(Point labeling examples)

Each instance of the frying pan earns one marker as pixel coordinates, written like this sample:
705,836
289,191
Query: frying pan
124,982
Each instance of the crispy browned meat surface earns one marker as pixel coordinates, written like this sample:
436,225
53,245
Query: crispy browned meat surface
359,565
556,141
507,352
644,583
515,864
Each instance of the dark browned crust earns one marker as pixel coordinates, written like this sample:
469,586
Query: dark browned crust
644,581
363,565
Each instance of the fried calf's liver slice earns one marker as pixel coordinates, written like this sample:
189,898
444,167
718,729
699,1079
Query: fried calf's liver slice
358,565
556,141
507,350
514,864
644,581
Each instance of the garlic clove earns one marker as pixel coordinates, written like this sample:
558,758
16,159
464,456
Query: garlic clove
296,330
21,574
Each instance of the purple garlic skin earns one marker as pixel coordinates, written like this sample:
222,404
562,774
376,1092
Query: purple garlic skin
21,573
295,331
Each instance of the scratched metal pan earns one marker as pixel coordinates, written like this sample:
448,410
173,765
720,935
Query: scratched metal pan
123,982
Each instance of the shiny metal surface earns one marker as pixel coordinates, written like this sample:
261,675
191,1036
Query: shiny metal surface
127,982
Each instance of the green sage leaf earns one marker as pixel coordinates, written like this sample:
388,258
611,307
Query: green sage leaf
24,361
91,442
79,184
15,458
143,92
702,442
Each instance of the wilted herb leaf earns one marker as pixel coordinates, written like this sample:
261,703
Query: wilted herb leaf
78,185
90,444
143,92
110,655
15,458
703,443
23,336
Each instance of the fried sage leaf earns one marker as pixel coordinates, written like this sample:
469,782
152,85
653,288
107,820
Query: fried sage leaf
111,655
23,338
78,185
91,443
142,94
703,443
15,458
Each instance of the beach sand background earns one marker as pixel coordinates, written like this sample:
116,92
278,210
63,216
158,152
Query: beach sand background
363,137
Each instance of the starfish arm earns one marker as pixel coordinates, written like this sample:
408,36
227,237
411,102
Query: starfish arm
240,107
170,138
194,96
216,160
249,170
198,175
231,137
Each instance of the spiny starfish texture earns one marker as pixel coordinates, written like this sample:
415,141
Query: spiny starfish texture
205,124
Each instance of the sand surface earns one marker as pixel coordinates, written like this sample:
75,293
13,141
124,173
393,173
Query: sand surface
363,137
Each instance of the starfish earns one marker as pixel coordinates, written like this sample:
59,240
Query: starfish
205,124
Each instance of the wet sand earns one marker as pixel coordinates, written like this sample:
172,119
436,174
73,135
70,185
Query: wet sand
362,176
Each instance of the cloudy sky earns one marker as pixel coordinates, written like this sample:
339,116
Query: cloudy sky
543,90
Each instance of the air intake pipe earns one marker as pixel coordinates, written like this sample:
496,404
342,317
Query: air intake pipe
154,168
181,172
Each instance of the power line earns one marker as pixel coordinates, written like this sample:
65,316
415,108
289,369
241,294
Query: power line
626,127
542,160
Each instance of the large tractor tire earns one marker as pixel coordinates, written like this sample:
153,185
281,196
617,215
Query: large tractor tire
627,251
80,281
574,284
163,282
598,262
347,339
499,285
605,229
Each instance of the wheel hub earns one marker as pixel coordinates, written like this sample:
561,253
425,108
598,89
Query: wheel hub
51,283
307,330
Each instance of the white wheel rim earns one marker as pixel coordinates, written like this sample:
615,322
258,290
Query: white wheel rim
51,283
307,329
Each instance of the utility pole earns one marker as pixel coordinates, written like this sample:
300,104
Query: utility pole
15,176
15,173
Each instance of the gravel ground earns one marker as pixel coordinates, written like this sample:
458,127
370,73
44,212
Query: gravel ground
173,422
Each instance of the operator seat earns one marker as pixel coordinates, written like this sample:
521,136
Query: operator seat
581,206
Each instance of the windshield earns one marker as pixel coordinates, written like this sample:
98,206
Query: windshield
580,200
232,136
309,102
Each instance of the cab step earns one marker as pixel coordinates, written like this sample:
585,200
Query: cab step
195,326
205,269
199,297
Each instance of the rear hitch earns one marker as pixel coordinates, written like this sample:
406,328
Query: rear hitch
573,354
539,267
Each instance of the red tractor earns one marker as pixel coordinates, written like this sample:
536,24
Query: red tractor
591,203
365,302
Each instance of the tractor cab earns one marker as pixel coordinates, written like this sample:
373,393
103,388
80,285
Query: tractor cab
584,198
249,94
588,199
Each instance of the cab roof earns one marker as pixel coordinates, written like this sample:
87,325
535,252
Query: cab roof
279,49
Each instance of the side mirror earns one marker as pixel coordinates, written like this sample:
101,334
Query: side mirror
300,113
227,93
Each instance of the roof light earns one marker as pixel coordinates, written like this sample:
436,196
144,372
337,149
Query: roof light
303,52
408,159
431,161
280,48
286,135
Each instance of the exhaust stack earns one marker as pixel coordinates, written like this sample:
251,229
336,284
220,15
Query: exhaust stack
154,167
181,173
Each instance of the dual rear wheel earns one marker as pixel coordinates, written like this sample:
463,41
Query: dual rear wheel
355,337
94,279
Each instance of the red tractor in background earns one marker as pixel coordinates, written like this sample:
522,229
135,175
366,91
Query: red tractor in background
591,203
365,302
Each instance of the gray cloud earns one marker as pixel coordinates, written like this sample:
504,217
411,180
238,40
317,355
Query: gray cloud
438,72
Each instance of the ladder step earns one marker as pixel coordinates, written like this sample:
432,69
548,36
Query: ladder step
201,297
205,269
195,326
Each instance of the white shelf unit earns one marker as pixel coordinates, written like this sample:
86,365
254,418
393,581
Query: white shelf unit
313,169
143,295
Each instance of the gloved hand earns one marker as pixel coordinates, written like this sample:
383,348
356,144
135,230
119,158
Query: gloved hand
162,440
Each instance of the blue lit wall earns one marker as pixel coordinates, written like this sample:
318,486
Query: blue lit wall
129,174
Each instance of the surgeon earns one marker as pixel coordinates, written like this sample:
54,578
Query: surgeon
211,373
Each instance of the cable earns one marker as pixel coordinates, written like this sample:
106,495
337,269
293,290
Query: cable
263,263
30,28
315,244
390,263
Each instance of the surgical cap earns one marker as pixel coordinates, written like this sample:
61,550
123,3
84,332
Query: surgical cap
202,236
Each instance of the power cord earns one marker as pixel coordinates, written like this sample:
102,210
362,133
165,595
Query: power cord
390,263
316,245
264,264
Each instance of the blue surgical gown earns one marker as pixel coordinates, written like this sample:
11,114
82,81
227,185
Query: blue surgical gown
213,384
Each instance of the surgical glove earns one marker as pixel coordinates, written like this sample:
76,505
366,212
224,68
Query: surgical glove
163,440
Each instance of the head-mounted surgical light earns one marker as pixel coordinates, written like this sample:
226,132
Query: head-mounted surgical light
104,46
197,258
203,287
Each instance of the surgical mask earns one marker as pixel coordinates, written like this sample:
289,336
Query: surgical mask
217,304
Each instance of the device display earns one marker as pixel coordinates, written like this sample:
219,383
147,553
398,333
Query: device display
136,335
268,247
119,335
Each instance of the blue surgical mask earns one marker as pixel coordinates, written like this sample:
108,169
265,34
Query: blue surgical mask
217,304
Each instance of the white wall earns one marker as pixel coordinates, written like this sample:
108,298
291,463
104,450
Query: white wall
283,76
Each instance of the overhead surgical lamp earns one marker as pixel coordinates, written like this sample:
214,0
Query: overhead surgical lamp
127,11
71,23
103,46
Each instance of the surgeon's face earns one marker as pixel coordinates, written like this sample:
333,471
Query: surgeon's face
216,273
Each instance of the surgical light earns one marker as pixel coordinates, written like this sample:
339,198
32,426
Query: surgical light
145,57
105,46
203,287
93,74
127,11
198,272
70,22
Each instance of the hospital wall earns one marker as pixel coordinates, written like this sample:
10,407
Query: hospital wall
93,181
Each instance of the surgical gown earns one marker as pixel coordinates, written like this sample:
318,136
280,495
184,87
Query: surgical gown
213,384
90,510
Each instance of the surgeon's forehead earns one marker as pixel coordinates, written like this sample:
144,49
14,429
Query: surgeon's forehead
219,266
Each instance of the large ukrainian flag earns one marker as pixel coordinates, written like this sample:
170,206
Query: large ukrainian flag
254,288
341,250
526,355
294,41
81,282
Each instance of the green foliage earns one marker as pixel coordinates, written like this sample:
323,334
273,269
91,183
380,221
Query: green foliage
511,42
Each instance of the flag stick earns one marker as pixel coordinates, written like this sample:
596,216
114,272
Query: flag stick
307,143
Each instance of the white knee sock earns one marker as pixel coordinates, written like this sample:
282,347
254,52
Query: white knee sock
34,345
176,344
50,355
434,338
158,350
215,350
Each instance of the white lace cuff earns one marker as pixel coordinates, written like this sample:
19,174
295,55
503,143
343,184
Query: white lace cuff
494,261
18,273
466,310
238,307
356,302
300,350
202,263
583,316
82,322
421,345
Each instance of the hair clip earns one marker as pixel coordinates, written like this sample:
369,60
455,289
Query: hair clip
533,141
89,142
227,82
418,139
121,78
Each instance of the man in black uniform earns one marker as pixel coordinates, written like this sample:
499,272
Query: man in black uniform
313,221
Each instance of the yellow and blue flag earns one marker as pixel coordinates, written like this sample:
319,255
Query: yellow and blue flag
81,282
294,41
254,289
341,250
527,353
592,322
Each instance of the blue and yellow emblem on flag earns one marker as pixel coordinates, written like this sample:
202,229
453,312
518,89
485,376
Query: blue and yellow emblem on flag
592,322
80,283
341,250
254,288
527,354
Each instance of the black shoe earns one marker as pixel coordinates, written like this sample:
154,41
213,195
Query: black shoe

What is expected — Repeat, word for word, every line from the line that contains "Each instance of the hair" to the end of the entries; include both of those lines and no others.

Exercise answer —
Each instance of the hair clip earns one marker as pixel coordinates, written like this sample:
369,60
455,289
Query: hair clip
533,141
89,142
227,82
418,139
121,78
Each instance of the man in black uniform earns one marker as pixel coordinates, written like this sample:
499,272
Query: man in black uniform
313,221
Each instance of the yellow and blue flag earns one marker as pixel coordinates, written like this sample:
319,255
Query: yellow and blue flag
81,282
294,41
254,289
341,250
527,353
592,322
Each instance of the blue and yellow emblem on flag earns one marker as pixel coordinates, written like this sample:
202,229
453,312
518,89
485,376
Query: blue and yellow emblem on flag
592,322
80,283
341,250
254,288
527,354
Each instance of the black shoe earns one marker as pixel coordinates, written like this sample:
154,41
213,195
Query: black shoe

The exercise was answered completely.